**EXERCISE REQUIREMENTS**: Can you update the kill-switch passage, starting with "The overhead of" and going on through "it extremely efficient.", so that "extremely efficient" reads "highly efficient"?

**PASSAGE PROVIDED**:
☆ ☆ ☆ ☆ ☆ ☆ ☆
This module takes the user provided reset signal as input and generates the global system reset signal. The attached sensor with the kill-switch module generates the kill trigger signal which acts as the trigger of the kill-switch module. Whenever the sensor observes any abnormal environmental condition, the kill trigger signal goes high and triggers the kill-switch module. In normal condition when the kill trigger signal is low, global system reset signal is same as the user provided reset signal. However, once the kill trigger signal becomes high, the global reset signal is over written by the kill signal which forces the device into a permanent state of reset. Thus, the circuit is bricked, upon sensing a hostile condition. This deadlock can only broken by removing the abnormal environmental condition and reconfiguring the FPGA with bit-stream again. The abnormal environmental condition can occur due to various reason. Apart from high supply voltage and high temperature variation, the sensor can be configured to sense the presence of side-channel probing equipment like [25]. Thus, with a well-designed sensor, the kill-switch module can even protect the system from side-channel attacks.

The detailed operation of the kill-switch module is described in Figs. 15 and 16. refers to the kill-switch configuration in the triggered state. In normal condition (see Fig. 15), the truth table mapping of the RLUT (INIT or LUT contents) is set to 0x80000000 and the all the five input pins (I0I4) are set to 1. Hence the output of the the RLUT is always 1. This make the \(\overline {kill\_signal}\) to 1 and thus the global system reset signal same as the user provided reset signal. Under hostile condition, when the kill trigger signal is set by the sensor (see Fig. 16), INIT(LUT contents) value gets modified from 0x80000000 to 0x00000000 in a single clock cycle. This makes the output of the RLUT 0, consequently assigning a permanent 0 to the global reset signal. Here we are assuming that the reset condition of the circuit is active low. If the reset of the circuit is active high, the reset polarity must be adjusted accordingly. The RLUT connections are such hard coded that it is not possible to alter it-s value once triggered by the sensor. The only way to make the circuit functional is by reconfiguring the netlist.

The overhead of the entire kill-switch module is only one RLUT and one multiplexer. The multiplexer, shown in Figs. 15 and 16 can also be implemented on the multiplexers present in CLB. Moreover, the design does not have any timing overhead, making it extremely efficient.
Fig. 15

Kill Switch in Normal Condition

Fig. 16

Kill Switch in Triggered Condition

5 Conclusions

Due to the recent progress in performance of modern FPGAs, they are getting integrated in many security-critical applications. Hence, a comprehensive security analysis of modern FPGAs and their’s advanced feature is of paramount importance. In this paper we have analyzed a particular feature of modern FPGA and proposed new design methodologies which can impact the security of the embedded system both positively and negatively. This feature which allows run-time reconfiguration of LUT, provides a unique opportunity for a designer to come up with novel and efficient design strategies for cryptographic implementations using RLUTs. We proposed few such design strategies in this paper from the point of view of both constructive and destructive applications.
☆ ☆ ☆ ☆ ☆ ☆ ☆
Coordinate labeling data
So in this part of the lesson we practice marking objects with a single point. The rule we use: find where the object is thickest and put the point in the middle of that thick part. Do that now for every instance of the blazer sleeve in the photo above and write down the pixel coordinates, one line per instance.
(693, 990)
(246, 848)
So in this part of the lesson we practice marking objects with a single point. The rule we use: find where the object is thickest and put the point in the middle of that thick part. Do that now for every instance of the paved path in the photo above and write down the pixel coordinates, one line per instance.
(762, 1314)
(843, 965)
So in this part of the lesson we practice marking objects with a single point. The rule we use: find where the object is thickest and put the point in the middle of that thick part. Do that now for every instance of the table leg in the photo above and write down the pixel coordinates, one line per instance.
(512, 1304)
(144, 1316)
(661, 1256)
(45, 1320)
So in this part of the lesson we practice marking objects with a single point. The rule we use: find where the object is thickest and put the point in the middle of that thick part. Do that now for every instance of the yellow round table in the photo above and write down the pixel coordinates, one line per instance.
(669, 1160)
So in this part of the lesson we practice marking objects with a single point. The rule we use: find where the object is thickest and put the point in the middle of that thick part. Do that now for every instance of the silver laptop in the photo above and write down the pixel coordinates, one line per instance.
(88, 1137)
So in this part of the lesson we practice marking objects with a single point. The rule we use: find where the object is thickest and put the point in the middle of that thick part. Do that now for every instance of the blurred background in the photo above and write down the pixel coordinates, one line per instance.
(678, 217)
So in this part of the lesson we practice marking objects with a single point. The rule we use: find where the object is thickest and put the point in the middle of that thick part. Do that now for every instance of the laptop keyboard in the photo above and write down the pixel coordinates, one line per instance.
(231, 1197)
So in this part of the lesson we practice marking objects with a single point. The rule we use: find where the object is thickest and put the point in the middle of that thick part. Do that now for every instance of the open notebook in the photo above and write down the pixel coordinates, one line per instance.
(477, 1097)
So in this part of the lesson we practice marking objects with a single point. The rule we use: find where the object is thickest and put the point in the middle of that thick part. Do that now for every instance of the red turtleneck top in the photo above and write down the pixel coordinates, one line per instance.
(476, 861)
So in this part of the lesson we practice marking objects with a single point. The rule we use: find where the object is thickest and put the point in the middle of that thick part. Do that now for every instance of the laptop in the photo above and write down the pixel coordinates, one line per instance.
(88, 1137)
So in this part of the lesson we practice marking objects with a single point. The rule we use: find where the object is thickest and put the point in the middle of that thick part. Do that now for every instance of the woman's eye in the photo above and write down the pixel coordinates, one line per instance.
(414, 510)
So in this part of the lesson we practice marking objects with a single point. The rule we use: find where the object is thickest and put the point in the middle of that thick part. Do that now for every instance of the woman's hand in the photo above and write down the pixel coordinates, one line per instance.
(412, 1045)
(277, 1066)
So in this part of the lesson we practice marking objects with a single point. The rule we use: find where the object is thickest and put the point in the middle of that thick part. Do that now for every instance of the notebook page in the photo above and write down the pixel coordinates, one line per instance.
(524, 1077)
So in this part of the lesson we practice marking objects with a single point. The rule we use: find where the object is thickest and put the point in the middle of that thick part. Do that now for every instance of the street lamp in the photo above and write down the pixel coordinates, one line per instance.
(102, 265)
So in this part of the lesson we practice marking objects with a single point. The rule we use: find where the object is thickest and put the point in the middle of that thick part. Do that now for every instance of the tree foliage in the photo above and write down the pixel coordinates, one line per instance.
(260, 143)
☆ ☆ ☆ ☆ ☆ ☆ ☆
**THE COMPLETED TASK**:
The overhead of the entire kill-switch module is only one RLUT and one multiplexer. The multiplexer, shown in Figs. 15 and 16 can also be implemented on the multiplexers present in CLB. Moreover, the design does not have any timing overhead, making it highly efficient.